### EXERCISE:
Find all lines below containing the string "white" and return them.

### INFORMATION SHOWN:
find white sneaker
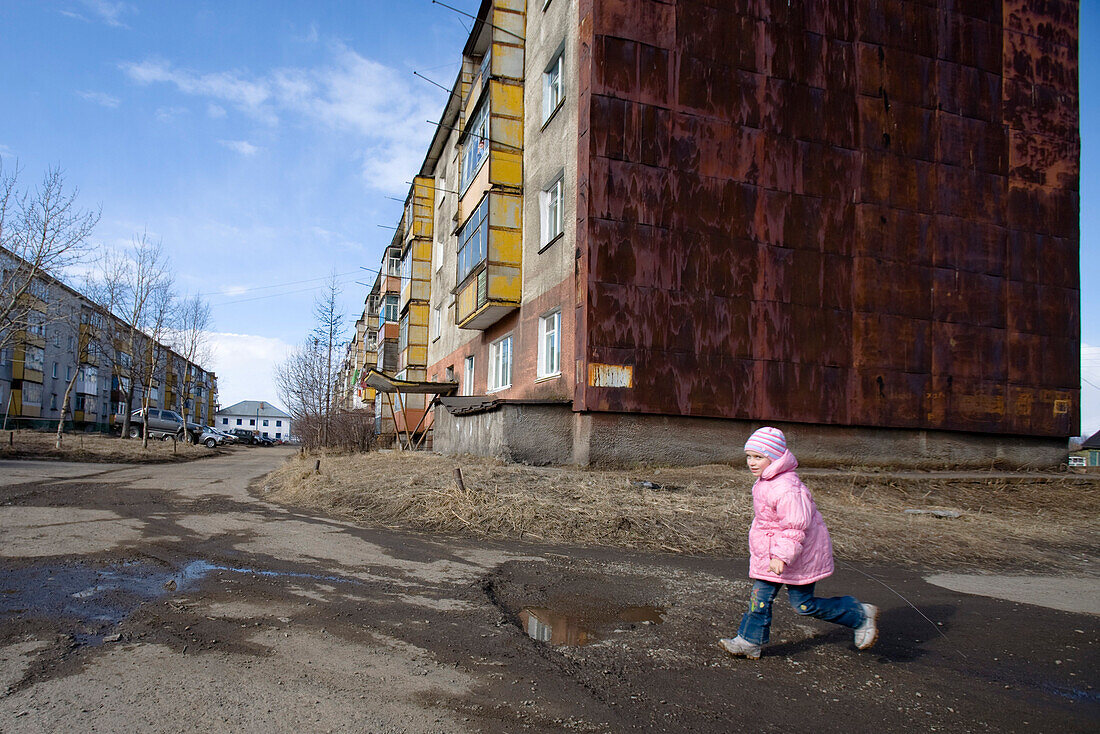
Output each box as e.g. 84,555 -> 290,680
854,603 -> 879,650
719,636 -> 762,659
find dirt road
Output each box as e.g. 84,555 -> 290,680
0,450 -> 1095,732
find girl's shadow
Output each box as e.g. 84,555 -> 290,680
763,604 -> 957,663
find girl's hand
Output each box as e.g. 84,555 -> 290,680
769,557 -> 785,575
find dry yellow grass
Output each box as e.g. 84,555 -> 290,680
264,451 -> 1100,572
0,429 -> 218,463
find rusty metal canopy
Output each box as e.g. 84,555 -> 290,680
363,369 -> 458,396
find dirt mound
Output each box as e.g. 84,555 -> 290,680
263,451 -> 1100,572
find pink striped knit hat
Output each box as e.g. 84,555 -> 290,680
744,427 -> 787,460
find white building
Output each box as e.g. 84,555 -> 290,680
215,400 -> 291,441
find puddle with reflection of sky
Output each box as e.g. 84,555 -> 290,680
517,605 -> 664,646
0,558 -> 364,645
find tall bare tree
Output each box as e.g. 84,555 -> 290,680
135,278 -> 175,448
168,294 -> 212,442
91,233 -> 172,440
0,163 -> 99,354
313,273 -> 345,445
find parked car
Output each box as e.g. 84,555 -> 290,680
213,428 -> 238,444
198,427 -> 226,448
255,435 -> 275,447
228,428 -> 259,445
114,408 -> 186,440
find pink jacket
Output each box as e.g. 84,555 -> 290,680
747,450 -> 834,584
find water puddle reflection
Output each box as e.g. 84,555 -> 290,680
517,605 -> 664,646
0,557 -> 364,646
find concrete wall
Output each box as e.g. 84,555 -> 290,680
434,402 -> 574,465
436,402 -> 1070,469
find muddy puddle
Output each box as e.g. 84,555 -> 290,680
0,558 -> 363,645
516,604 -> 664,646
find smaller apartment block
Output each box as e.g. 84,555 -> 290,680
345,0 -> 1079,467
1,247 -> 218,432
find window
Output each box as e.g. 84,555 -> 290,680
488,334 -> 512,392
431,305 -> 442,341
386,251 -> 402,278
398,313 -> 409,352
222,418 -> 228,425
543,47 -> 564,122
263,419 -> 269,426
463,356 -> 475,396
541,175 -> 564,247
249,419 -> 255,426
25,346 -> 44,373
460,103 -> 490,192
457,196 -> 489,283
236,418 -> 242,425
65,366 -> 71,381
52,362 -> 58,379
276,420 -> 282,427
400,248 -> 411,284
276,432 -> 282,439
50,393 -> 58,411
379,294 -> 399,325
22,382 -> 42,406
538,311 -> 561,378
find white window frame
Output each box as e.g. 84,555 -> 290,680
463,355 -> 475,396
540,174 -> 564,248
460,103 -> 490,193
543,46 -> 564,123
488,334 -> 512,392
537,311 -> 561,379
431,304 -> 442,341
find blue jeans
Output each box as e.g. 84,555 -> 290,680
738,579 -> 865,646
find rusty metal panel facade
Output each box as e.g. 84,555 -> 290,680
574,0 -> 1079,437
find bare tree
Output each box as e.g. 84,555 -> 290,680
90,233 -> 172,440
168,294 -> 212,442
275,336 -> 329,447
313,273 -> 345,445
0,163 -> 99,354
136,278 -> 175,449
52,302 -> 107,448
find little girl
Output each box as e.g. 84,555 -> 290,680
719,427 -> 878,659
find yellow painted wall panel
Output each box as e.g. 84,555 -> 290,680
491,192 -> 523,230
489,269 -> 521,301
413,240 -> 433,262
489,228 -> 522,264
493,117 -> 523,148
491,153 -> 523,188
410,302 -> 429,326
491,81 -> 524,117
457,279 -> 477,321
409,346 -> 428,366
492,43 -> 525,79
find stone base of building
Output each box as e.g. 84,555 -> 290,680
433,404 -> 1071,469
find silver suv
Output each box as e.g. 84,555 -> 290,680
117,408 -> 186,440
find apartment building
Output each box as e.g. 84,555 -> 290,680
215,400 -> 291,441
1,248 -> 218,432
360,0 -> 1078,467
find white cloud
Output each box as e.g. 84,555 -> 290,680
206,103 -> 227,118
1081,343 -> 1100,438
120,43 -> 439,191
121,59 -> 277,124
80,0 -> 133,28
0,144 -> 13,159
155,105 -> 188,122
218,139 -> 260,156
77,90 -> 120,108
206,332 -> 292,409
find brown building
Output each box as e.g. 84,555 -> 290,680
380,0 -> 1078,467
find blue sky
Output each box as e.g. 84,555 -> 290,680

### EXERCISE RESULT:
find white sneaker
find white building
find white window frame
find white cloud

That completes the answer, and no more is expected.